[START SUPPLIED RECORDS]
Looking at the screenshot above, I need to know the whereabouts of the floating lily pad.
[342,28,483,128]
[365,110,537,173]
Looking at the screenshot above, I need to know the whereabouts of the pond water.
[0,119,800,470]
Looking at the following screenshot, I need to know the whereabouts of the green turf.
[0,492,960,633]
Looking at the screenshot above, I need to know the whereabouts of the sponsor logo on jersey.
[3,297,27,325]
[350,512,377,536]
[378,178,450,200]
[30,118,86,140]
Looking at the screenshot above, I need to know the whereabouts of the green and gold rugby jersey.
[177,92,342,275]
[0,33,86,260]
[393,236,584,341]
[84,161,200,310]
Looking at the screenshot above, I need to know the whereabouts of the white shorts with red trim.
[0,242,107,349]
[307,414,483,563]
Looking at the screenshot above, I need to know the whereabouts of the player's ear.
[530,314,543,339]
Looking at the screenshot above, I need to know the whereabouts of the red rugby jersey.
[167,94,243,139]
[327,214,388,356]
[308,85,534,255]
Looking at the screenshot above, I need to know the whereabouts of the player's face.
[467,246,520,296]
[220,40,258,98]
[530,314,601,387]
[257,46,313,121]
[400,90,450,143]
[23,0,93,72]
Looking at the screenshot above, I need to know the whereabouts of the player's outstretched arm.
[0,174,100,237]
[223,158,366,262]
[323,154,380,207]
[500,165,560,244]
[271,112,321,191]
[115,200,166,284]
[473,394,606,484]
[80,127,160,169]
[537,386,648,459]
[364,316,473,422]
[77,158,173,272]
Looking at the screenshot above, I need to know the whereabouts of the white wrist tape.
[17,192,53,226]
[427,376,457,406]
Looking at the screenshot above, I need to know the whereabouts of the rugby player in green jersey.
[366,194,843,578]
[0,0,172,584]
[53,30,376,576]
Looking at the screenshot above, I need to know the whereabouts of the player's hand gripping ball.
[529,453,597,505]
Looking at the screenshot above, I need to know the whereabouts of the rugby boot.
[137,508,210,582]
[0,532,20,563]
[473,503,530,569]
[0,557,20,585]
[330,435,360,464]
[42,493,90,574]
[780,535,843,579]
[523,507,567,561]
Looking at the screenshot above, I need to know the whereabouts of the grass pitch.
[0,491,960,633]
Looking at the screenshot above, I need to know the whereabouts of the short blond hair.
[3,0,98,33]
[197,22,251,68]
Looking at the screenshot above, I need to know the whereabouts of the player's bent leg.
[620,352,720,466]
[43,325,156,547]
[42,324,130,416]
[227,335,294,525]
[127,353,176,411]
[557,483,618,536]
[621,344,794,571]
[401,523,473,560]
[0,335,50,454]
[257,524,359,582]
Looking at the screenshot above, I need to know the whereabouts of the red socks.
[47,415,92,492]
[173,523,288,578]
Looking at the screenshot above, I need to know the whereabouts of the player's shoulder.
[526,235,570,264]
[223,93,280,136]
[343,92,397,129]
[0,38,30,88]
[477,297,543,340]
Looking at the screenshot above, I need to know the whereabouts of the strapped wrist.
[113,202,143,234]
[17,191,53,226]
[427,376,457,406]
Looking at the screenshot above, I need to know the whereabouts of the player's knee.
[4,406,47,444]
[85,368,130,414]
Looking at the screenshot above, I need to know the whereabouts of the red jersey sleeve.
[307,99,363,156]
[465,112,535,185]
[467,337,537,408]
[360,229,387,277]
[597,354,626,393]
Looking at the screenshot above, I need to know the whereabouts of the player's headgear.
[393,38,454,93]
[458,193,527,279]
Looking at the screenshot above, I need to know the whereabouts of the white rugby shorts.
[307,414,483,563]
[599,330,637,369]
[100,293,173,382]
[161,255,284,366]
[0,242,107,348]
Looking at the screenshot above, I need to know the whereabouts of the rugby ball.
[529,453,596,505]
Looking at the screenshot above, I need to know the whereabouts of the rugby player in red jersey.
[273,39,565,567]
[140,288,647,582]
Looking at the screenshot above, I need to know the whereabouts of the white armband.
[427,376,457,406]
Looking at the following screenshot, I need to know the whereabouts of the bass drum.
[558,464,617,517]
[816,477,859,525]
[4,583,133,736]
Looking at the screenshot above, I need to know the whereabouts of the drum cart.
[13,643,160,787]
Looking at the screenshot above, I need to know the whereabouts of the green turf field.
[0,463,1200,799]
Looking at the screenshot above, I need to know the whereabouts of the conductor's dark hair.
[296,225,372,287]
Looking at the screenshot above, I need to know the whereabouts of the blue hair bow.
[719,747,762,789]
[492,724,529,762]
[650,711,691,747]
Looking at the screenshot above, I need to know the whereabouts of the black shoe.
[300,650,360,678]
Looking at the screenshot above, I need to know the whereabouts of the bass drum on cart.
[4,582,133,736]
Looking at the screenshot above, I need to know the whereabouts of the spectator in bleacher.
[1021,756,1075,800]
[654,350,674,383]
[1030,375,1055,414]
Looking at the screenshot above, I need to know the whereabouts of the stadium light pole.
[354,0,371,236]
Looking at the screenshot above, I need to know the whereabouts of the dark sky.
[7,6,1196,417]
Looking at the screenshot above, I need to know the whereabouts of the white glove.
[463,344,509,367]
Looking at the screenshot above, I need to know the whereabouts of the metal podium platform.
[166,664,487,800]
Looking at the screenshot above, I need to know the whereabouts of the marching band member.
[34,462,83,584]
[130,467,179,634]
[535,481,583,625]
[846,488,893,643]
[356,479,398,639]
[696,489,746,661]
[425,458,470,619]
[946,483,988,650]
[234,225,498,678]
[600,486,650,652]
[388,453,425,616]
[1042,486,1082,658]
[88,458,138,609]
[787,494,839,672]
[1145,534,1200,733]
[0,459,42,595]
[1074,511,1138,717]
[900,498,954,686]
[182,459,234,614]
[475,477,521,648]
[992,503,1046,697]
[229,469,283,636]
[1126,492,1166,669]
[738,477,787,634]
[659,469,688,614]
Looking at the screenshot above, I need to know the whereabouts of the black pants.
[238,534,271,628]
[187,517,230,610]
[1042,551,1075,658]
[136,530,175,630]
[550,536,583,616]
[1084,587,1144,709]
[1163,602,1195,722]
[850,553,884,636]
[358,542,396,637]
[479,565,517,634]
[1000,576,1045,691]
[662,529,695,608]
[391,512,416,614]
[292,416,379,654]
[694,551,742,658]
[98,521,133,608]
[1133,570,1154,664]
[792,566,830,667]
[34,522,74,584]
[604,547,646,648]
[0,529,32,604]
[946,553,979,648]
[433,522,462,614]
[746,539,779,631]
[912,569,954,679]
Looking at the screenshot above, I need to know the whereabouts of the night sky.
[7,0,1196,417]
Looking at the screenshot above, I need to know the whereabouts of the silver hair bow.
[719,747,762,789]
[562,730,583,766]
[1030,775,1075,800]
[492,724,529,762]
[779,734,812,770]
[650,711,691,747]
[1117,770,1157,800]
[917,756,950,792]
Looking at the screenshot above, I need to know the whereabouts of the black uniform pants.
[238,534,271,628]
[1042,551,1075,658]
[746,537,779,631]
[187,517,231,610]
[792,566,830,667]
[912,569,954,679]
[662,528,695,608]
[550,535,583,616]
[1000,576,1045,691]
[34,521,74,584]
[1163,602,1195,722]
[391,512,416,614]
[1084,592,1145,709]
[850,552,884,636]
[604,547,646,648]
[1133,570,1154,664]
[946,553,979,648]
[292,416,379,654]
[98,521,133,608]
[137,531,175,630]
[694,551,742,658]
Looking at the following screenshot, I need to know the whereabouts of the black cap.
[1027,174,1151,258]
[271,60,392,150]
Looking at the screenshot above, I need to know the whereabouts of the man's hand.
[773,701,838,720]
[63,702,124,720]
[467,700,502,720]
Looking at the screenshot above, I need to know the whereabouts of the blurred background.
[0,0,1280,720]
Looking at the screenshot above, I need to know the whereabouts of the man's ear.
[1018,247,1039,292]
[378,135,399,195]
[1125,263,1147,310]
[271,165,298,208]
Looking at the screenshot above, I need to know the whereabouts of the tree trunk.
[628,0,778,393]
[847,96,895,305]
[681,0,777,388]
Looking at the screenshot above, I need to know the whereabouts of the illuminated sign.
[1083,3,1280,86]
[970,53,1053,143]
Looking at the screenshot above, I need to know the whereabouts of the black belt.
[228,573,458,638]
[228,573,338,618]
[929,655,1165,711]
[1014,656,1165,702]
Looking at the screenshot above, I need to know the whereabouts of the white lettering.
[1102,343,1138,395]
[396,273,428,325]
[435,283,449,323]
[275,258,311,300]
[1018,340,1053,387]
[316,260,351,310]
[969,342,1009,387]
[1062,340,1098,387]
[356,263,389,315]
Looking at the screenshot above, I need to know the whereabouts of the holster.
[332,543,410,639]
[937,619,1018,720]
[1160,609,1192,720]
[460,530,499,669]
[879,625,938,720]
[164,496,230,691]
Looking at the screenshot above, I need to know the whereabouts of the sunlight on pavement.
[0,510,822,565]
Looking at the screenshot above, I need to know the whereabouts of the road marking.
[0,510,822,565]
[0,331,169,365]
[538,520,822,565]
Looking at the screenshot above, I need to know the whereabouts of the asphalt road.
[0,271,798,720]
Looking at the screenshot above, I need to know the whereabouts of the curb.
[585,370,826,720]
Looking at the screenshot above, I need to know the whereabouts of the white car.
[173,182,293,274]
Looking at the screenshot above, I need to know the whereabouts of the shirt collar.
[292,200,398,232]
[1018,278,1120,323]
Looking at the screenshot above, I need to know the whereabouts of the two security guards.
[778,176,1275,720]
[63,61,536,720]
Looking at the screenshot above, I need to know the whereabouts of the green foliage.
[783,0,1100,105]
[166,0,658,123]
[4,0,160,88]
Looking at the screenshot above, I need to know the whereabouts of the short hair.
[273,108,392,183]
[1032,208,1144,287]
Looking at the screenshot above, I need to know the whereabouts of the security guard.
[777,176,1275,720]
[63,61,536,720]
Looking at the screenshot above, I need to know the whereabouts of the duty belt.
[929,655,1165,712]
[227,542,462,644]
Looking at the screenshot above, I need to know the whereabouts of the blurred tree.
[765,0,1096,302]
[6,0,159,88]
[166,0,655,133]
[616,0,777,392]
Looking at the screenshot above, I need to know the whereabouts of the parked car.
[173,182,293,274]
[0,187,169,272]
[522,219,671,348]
[END SUPPLIED RECORDS]
[REQUIRED WORK]:
Please give the part of the records above that opens with the line containing "the green turf." and closes with the line containing "[529,453,597,505]" as a JSON list of strings, one string per line, with blank lines left out.

[CORRECT OUTPUT]:
[
  "Looking at the following screenshot, I need to know the whereabouts of the green turf.",
  "[0,492,960,633]",
  "Looking at the screenshot above, I need to know the whereabouts of the sponsor logo on jersey.",
  "[3,297,27,325]",
  "[350,512,377,536]",
  "[378,178,450,200]",
  "[30,118,86,140]",
  "Looking at the screenshot above, I need to know the whereabouts of the green and gold rugby jersey.",
  "[177,92,342,275]",
  "[0,33,86,260]",
  "[393,236,584,341]",
  "[84,161,200,310]",
  "Looking at the screenshot above, I need to know the whereabouts of the white shorts with red trim.",
  "[0,242,107,349]",
  "[307,414,483,563]",
  "Looking at the screenshot above, I need to know the whereabouts of the player's ear.",
  "[530,314,543,339]",
  "Looking at the screenshot above, I need to know the whereabouts of the red rugby jersey.",
  "[167,94,243,139]",
  "[327,214,388,356]",
  "[308,85,534,255]",
  "Looking at the screenshot above, I need to know the whereabouts of the player's face.",
  "[467,246,520,296]",
  "[220,40,258,98]",
  "[530,314,601,387]",
  "[257,46,313,121]",
  "[400,90,450,143]",
  "[23,0,93,72]",
  "Looking at the screenshot above, I need to know the whereabouts of the player's outstretched arm.",
  "[0,174,100,237]",
  "[223,158,366,262]",
  "[323,154,380,207]",
  "[500,165,560,244]",
  "[271,112,321,191]",
  "[115,200,166,284]",
  "[473,394,606,484]",
  "[80,127,160,169]",
  "[537,386,648,459]",
  "[364,316,473,422]",
  "[77,158,173,272]",
  "Looking at the screenshot above, I need to know the whereabouts of the white wrist tape.",
  "[17,192,53,226]",
  "[427,376,457,406]",
  "Looking at the screenshot above, I need to know the whereabouts of the rugby player in green jersey.",
  "[366,194,843,578]",
  "[0,0,172,584]",
  "[53,30,376,576]",
  "Looking at the screenshot above, I need to know the whereabouts of the player's hand gripping ball.",
  "[529,453,597,505]"
]